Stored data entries
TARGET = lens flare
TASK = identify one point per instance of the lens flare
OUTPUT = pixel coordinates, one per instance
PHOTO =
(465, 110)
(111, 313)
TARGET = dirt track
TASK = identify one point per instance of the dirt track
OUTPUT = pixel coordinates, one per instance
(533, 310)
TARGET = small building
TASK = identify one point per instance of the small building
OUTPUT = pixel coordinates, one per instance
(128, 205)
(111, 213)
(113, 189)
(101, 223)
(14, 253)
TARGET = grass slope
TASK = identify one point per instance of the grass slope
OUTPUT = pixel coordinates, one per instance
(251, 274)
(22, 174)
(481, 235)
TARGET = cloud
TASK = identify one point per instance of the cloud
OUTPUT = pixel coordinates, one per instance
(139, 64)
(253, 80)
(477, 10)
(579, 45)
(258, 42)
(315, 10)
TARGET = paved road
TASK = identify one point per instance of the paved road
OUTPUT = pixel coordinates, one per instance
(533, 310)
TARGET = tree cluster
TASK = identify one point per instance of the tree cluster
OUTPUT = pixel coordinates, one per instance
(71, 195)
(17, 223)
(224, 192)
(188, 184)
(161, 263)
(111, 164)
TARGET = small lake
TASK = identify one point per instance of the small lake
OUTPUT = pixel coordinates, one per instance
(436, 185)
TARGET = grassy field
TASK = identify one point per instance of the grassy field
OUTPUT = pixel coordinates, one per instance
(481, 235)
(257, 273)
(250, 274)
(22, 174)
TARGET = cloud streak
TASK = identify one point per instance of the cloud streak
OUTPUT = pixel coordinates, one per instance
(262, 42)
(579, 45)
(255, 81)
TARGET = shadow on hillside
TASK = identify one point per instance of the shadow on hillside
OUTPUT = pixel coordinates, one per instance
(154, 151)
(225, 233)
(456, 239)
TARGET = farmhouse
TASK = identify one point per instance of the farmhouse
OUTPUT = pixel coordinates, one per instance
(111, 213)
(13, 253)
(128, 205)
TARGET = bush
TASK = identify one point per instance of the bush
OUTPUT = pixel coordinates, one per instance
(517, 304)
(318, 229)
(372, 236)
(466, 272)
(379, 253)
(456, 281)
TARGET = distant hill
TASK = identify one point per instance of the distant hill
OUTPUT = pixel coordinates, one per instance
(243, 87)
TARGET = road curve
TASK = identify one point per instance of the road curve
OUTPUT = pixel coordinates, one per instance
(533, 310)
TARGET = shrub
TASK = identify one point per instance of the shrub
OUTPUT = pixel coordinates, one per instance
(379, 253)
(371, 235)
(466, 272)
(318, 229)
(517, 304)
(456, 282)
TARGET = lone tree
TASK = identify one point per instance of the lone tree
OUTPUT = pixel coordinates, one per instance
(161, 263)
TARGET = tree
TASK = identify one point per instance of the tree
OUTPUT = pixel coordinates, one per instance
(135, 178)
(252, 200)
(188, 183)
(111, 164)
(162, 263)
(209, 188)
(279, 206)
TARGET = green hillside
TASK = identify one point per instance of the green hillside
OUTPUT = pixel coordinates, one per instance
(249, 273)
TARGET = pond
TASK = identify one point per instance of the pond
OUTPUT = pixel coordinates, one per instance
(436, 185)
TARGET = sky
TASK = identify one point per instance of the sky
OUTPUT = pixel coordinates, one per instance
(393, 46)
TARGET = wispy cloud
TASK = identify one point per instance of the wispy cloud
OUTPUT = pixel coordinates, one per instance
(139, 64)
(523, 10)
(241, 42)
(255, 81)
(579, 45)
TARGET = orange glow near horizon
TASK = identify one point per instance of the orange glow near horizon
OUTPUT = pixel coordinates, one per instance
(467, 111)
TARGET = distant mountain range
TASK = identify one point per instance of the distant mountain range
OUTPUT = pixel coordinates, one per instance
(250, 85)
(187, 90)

- [What the exercise asks] Write the records out again, character for character.

- [Problem solution]
TARGET = lens flare
TASK = identify one point per instance of the lens flare
OUTPUT = pixel coordinates, one per instance
PHOTO =
(465, 110)
(111, 313)
TARGET = dirt track
TASK = identify one point per instance of the dirt track
OUTPUT = pixel coordinates, one per instance
(533, 310)
TARGET = small building
TASK = identify one point per instance of the small building
OUTPUT = pixel coordinates, one per instance
(128, 205)
(111, 213)
(113, 189)
(101, 223)
(14, 253)
TARGET = grass slope
TASK = identify one point per instance of the grass slope
OUTPUT = pixel coordinates, one per instance
(251, 274)
(22, 174)
(481, 235)
TARGET = cloud
TASK = identify one point per instance of the cloud
OUTPUT = pixel coordinates, one per instance
(139, 64)
(253, 80)
(477, 10)
(579, 45)
(258, 42)
(315, 10)
TARGET = paved road
TASK = identify one point per instance of the paved road
OUTPUT = pixel coordinates, one per instance
(533, 310)
TARGET = tree cluster
TASK = identify one point per instance of the tree cluster
OUTPUT = pixel coordinates, one per instance
(71, 195)
(17, 223)
(224, 192)
(188, 184)
(161, 263)
(111, 164)
TARGET = small lake
TASK = identify one point per instance of the small lake
OUTPUT = pixel coordinates, one per instance
(436, 185)
TARGET = grassy field
TASK = identify one point per instance of the grassy field
OUTPUT = pixel coordinates, one per instance
(481, 235)
(257, 273)
(250, 274)
(22, 174)
TARGET = cloud streak
TASK = identify one point per instance of the cloud streak
OUTPUT = pixel coordinates, one per instance
(262, 42)
(579, 45)
(255, 81)
TARGET = shadow on hillside
TASK = identify one point per instance of the shadow on hillside
OUTPUT = pixel coordinates, one per instance
(154, 151)
(225, 233)
(456, 239)
TARGET = farmhouse
TASK = identify one point per instance of the farmhouse
OUTPUT = pixel coordinates, one per instance
(111, 213)
(13, 253)
(128, 205)
TARGET = bush
TASK = identify one point per instance of the bush
OUTPUT = pixel coordinates, one per instance
(517, 304)
(318, 229)
(372, 236)
(466, 272)
(379, 253)
(456, 281)
TARGET = distant hill
TASK = identify one point per instance of the distant hill
OUTPUT = pixel coordinates, one per instance
(243, 87)
TARGET = road curve
TASK = identify one point per instance of the road curve
OUTPUT = pixel coordinates, one per instance
(533, 310)
TARGET = shrub
TASK = identify one point per instance of the shrub
OUTPUT = pixel coordinates, one per instance
(379, 253)
(371, 235)
(466, 272)
(318, 229)
(517, 304)
(456, 282)
TARGET = lone tree
TASK = identify one point per instance of the lone tree
OUTPUT = pixel coordinates, one per instance
(161, 263)
TARGET = tree
TASK = identify one point per instance of the tree
OUTPUT = pixel coordinates, one per instance
(135, 178)
(252, 200)
(188, 183)
(111, 164)
(162, 263)
(209, 188)
(279, 206)
TARGET = green hillside
TASK = identify one point per instance of the green hillside
OUTPUT = pixel coordinates, one per instance
(249, 273)
TARGET = pond
TASK = identify one point per instance of the pond
OUTPUT = pixel coordinates, one per instance
(436, 185)
TARGET = sky
TASK = identify one point per instance of the sky
OUTPUT = pixel coordinates, one per instance
(393, 46)
TARGET = wispy cloud
TASK = identify one point per instance of the wispy cloud
OUTPUT = pixel coordinates, one per instance
(139, 64)
(523, 10)
(241, 42)
(255, 81)
(579, 45)
TARGET = orange glow near horizon
TASK = identify one point per instance of the orange glow near horizon
OUTPUT = pixel coordinates, one per instance
(467, 111)
TARGET = distant mountain range
TASK = identify one point per instance of the distant mountain range
OUTPUT = pixel coordinates, one per instance
(250, 85)
(187, 90)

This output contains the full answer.